• _Work instructions_
Range to copy from the entries below: the line containing "[pin] red brick" through the line containing "[pin] glass door", inclusive. Retype only those lines, exactly, without any images.

• _Listed entries_
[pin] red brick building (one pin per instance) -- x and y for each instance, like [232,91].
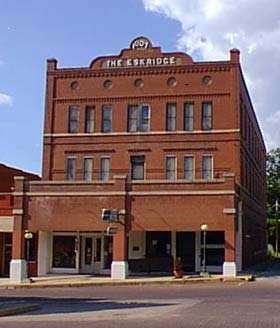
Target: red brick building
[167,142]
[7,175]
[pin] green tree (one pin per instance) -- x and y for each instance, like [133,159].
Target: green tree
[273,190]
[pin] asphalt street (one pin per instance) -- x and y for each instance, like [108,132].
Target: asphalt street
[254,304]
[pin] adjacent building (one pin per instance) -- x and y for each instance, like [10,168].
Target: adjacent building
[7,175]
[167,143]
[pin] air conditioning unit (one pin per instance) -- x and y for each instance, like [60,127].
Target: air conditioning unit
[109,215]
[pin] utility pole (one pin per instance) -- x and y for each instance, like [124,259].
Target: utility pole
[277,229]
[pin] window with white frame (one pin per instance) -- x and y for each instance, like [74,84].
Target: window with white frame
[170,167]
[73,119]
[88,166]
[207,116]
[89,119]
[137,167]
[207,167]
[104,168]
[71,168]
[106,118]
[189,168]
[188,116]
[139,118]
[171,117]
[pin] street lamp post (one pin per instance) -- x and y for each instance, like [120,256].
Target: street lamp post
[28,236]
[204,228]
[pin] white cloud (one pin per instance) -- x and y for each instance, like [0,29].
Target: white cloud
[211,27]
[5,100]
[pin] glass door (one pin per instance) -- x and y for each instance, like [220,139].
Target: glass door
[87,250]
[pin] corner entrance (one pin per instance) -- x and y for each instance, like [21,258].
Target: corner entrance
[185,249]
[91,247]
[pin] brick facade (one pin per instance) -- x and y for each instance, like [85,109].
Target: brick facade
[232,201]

...

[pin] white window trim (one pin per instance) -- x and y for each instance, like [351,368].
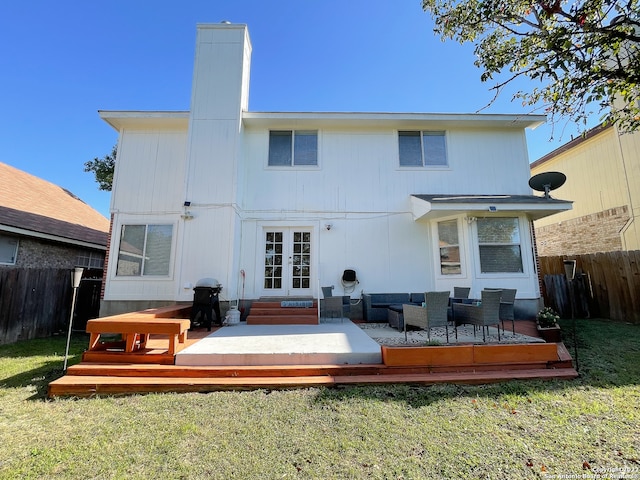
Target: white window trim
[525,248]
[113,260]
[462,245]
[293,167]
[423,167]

---

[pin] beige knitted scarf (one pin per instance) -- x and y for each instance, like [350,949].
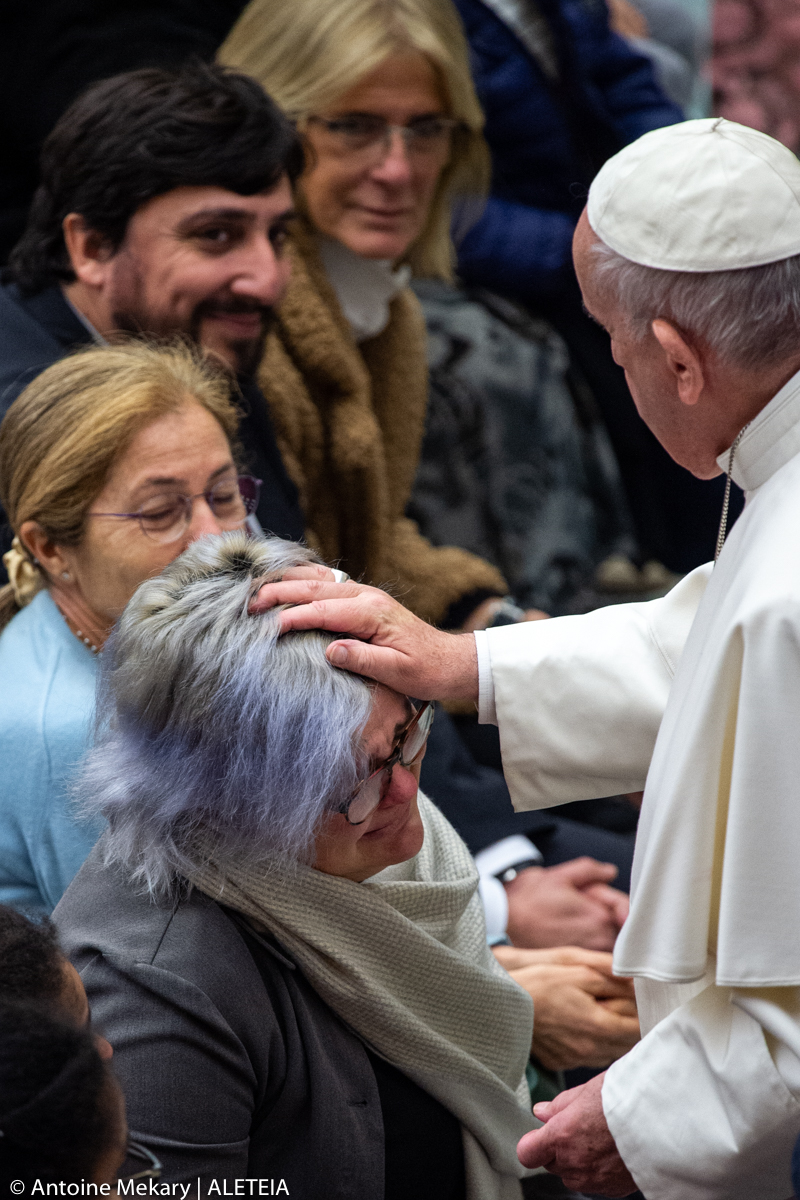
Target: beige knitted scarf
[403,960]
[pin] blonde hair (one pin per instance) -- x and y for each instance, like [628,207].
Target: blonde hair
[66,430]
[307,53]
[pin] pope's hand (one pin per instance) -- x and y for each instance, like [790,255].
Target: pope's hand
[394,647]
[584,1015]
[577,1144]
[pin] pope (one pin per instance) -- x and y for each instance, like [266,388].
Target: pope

• _Answer below_
[pin] red brick building (one pin per instance) -- x and y for each instance, like [232,91].
Target: red brick building
[167,142]
[7,175]
[pin] green tree (one pin per instance) -- x and y for each instance, like [133,159].
Target: green tree
[273,190]
[pin] asphalt street (one pin per instance) -- x and y for each instance, like [108,132].
Target: asphalt street
[254,304]
[pin] adjacent building (one pin per instance) -- x and y for each instance, like [10,168].
Target: adjacent building
[7,175]
[167,143]
[pin] air conditioning unit (one pin per instance) -- x and y for each instance, like [60,127].
Target: air conditioning unit
[109,215]
[pin] utility pole (one pin per instance) -- x and y for each instance, like [124,259].
Target: utility pole
[277,229]
[pin] window with white frame (one pin per instance) -- x and y for each instance, like [74,84].
Target: window with white frame
[170,167]
[73,119]
[88,166]
[207,116]
[89,119]
[137,167]
[207,167]
[104,168]
[71,168]
[106,118]
[189,168]
[188,116]
[139,118]
[171,117]
[pin] street lamp post (one pin per instance) -- x and y for each instance, like [120,256].
Target: street lamp post
[28,236]
[204,228]
[pin] white cloud (one pin per instance) -- x and y for each instance, like [0,29].
Target: white cloud
[211,27]
[5,100]
[pin] glass door (one pin per instance) -- x and y for each instance, like [220,139].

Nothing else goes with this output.